» Aim of the exercise
Each line below containing the word "white" needs to be shown.

» Records for processing
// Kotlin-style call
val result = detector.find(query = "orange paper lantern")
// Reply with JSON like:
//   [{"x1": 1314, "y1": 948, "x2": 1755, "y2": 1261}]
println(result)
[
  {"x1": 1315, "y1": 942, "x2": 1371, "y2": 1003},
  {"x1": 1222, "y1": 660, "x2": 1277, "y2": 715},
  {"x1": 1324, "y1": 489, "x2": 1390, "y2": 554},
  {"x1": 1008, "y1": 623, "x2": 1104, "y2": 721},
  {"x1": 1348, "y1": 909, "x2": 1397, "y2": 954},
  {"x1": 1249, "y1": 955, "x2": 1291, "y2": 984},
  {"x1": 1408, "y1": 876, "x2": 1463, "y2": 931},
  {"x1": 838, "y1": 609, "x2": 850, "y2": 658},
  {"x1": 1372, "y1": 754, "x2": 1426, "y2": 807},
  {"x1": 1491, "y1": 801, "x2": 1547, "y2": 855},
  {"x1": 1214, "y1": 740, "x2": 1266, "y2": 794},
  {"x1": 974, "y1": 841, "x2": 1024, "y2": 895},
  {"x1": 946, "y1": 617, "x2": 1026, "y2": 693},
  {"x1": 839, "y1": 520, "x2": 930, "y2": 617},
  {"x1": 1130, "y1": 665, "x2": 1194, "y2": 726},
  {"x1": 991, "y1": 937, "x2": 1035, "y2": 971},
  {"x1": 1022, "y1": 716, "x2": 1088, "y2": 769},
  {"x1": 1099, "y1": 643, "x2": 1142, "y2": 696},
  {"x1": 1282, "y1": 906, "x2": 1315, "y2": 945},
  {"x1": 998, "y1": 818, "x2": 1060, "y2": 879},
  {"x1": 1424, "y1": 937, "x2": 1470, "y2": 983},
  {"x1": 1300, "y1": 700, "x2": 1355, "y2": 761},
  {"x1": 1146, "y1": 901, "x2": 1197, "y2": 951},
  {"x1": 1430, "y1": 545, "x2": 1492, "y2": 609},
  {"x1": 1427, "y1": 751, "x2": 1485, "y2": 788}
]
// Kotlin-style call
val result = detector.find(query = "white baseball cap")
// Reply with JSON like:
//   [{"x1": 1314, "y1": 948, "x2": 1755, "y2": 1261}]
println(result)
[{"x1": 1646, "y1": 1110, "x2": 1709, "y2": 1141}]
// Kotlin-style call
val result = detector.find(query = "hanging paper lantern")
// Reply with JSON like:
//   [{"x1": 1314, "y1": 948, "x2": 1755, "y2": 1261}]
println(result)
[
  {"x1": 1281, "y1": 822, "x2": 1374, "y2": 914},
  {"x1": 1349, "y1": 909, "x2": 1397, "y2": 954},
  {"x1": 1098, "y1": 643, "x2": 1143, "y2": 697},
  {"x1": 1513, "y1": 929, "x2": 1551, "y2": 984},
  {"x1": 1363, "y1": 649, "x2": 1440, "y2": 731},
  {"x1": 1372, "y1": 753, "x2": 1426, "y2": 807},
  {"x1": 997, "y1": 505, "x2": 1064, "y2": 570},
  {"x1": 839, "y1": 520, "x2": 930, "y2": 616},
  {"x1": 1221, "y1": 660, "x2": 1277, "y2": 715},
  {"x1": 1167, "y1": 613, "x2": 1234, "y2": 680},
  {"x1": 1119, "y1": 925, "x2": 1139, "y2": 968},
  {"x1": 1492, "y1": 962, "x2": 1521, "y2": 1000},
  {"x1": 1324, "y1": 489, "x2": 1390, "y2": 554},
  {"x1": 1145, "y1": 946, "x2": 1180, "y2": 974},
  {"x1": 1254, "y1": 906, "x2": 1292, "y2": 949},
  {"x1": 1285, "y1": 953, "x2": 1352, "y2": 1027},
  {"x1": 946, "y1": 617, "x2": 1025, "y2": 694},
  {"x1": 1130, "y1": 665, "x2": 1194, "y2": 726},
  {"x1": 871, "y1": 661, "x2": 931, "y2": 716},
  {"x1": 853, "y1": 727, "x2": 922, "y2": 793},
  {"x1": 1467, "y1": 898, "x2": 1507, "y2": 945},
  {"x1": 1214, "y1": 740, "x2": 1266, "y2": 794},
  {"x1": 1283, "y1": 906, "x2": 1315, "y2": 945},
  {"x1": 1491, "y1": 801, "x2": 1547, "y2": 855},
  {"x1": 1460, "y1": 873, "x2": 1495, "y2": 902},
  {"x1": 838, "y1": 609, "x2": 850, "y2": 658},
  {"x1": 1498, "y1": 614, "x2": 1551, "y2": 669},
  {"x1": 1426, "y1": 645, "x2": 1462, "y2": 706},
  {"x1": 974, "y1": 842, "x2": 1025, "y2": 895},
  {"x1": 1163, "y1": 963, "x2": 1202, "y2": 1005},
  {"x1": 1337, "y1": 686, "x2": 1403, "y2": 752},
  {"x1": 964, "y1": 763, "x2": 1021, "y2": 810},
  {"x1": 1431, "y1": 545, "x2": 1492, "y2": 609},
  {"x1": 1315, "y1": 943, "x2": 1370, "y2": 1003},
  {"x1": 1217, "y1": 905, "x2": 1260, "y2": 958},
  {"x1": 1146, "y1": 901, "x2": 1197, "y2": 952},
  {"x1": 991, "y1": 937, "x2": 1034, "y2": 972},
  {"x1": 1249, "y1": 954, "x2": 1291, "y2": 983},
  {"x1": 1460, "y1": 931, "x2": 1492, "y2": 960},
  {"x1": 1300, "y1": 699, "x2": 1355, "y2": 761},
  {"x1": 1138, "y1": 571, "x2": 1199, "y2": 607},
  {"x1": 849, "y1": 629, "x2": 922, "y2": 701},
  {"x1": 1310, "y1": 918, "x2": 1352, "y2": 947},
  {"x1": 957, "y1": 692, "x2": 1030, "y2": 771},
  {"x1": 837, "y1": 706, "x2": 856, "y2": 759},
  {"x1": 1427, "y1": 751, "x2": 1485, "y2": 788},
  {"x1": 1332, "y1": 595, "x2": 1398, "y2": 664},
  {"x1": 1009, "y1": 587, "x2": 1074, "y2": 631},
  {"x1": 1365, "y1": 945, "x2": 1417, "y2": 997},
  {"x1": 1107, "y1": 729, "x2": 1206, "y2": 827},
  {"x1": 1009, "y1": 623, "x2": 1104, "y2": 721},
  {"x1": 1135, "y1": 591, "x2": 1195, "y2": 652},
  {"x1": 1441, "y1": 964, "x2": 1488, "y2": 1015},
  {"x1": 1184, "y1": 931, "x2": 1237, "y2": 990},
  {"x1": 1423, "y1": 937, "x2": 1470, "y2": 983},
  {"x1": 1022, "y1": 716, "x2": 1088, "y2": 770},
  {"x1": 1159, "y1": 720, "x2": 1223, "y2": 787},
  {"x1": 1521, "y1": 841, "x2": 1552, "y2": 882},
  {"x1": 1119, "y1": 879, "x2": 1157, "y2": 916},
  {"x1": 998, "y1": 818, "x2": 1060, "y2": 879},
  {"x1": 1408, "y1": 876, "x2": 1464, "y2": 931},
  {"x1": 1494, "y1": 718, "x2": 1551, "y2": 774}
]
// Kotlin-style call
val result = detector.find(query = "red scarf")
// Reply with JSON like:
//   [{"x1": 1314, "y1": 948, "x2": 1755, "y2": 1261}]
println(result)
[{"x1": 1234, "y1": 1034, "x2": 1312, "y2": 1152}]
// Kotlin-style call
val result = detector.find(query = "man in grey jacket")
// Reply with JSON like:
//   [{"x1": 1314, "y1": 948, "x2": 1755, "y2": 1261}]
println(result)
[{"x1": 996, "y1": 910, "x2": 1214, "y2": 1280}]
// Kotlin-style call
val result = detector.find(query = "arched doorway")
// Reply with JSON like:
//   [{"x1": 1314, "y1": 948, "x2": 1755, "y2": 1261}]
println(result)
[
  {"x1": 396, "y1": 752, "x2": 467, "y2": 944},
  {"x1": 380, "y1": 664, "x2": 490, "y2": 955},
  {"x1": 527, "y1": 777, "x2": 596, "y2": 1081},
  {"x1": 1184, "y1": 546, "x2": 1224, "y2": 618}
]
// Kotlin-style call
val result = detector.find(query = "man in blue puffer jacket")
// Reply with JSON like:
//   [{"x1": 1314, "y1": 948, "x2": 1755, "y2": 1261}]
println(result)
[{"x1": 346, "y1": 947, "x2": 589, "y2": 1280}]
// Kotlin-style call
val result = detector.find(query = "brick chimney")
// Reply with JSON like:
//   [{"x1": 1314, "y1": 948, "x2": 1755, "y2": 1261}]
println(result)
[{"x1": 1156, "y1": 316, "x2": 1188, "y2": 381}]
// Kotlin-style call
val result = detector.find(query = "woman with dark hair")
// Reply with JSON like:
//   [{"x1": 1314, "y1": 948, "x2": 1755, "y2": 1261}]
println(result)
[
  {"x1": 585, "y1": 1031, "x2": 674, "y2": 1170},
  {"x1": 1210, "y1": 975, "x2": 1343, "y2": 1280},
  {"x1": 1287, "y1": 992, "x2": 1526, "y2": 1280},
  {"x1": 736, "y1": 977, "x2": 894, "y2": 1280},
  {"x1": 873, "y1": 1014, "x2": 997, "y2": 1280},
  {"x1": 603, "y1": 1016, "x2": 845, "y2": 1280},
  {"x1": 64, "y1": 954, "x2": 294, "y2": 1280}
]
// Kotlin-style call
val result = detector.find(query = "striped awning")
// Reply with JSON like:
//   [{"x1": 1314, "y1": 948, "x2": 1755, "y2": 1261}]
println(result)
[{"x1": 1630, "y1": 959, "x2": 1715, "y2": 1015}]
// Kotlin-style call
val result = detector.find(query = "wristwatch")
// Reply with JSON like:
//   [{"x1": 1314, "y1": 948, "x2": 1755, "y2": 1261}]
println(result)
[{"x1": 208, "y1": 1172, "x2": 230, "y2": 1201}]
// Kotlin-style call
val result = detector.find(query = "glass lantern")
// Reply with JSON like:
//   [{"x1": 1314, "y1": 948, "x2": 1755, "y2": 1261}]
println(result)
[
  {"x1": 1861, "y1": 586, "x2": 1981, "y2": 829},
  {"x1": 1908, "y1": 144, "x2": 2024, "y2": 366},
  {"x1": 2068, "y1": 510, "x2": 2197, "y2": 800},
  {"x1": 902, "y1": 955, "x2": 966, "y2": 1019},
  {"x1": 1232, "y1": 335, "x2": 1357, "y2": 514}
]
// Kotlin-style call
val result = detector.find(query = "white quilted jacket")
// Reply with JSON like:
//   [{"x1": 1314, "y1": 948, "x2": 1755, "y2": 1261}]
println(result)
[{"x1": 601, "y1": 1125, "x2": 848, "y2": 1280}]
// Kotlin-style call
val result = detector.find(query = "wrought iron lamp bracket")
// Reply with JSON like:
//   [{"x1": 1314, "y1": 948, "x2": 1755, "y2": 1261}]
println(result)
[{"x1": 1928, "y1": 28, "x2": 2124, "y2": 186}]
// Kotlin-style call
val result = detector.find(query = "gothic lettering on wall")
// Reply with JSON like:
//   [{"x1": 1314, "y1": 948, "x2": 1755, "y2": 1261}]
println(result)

» Answer to this task
val result = detector.find(query = "white baseball cap")
val result = detector.find(query = "white quilted jacket")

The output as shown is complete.